§ JOBS:
(a) Reproduce word for word the part of the pyridine problem that starts at the words "Interpretation Introduction" and stops after the words "in the solution.".
(b) Report every line of the rows that contains the string "umbrella", treating uppercase and lowercase as different.

Chapter 20, Problem 20.40P

(a)

Interpretation Introduction

Interpretation:

The ${\text{K}}_{\text{a}}$ value for conjugate acid of pyridine has to be calculated.

Concept Introduction:

Ionic-product constant for water: It is the hydronium ion concentration times the $O{H}^{-}$ concentration present in the solution.

$\begin{array}{c}{H}_2{O}_{\left(l\right)}+H_2{O}_{\left(l\right)}{H}_3{O}^{+}{}_{\left(aq\right)}+O{H}^{-}{}_{\left(aq\right)}\\ K=\frac{\left[H_3{O}^{+}\right]\left[O{H}^{-}\right]}{\left[H_{2}O\right]\left[H_{2}O\right]}\\ \left[H_3{O}^{+}\right]=\left[O{H}^{-}\right]=1.00\times {10}^{-7}M\\ \therefore K_W=K\left[H_{2}O\right]\left[H_{2}O\right]=\left[H_3{O}^{+}\right]\left[O{H}^{-}\right]\\ K_W=1.00\times {10}^{-14}M\\ K_W=K_a\cdot K_b\end{array}$

Answer to Problem 20.40P

The ${\text{K}}_{\text{a}}$ value for conjugate acid of pyridine is $\text{6}\text{.7}\times {10}^{-6}\text{ M}$.

Explanation of Solution

Given: ${\text{C}}_{\text{5}}{\text{H}}_{\text{5}}\text{N}\Rightarrow {\text{K}}_{\text{b}}\text{ = 1}\text{.5}\times {\text{10}}^{\text{-9}}\text{ M}$

    ${\text{C}}_{\text{5}}{\text{H}}_{\text{5}}{\text{N+ H}}^{\text{+}}\rightleftharpoons {\text{C}}_{\text{5}}{\text{H}}_{\text{5}}{\text{NH}}^{\text{+}}$

The conjugate acid of given base is ${\text{C}}_{\text{5}}{\text{H}}_{\text{5}}{\text{NH}}^{\text{+}}$.

[Records from a data source]
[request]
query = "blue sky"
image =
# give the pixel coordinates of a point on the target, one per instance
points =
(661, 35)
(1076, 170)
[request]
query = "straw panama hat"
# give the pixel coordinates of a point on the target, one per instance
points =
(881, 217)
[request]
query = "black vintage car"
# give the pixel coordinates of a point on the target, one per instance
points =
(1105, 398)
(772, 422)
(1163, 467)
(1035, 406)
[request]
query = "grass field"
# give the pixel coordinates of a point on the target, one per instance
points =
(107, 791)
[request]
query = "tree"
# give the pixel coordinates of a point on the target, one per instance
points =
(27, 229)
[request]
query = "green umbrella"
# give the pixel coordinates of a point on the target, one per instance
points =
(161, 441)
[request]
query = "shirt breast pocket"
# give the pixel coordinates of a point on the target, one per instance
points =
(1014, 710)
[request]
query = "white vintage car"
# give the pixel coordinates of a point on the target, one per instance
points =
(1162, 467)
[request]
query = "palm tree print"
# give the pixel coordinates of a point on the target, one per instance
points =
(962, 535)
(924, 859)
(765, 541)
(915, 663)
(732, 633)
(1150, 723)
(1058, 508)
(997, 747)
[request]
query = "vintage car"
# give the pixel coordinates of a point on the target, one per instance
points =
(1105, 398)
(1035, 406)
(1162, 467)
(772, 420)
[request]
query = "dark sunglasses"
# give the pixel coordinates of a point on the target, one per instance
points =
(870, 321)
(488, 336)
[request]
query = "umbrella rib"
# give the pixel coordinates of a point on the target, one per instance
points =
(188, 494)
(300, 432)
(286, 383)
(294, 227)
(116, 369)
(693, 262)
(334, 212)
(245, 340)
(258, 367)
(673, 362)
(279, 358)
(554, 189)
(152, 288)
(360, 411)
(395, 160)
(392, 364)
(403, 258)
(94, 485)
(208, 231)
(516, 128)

§ SOLUTIONS TO THE EXERCISE:
(a)
Interpretation Introduction

Interpretation:

The ${\text{K}}_{\text{a}}$ value for conjugate acid of pyridine has to be calculated.

Concept Introduction:

Ionic-product constant for water: It is the hydronium ion concentration times the $O{H}^{-}$ concentration present in the solution.

(b)
query = "green umbrella"
query = "umbrella rib"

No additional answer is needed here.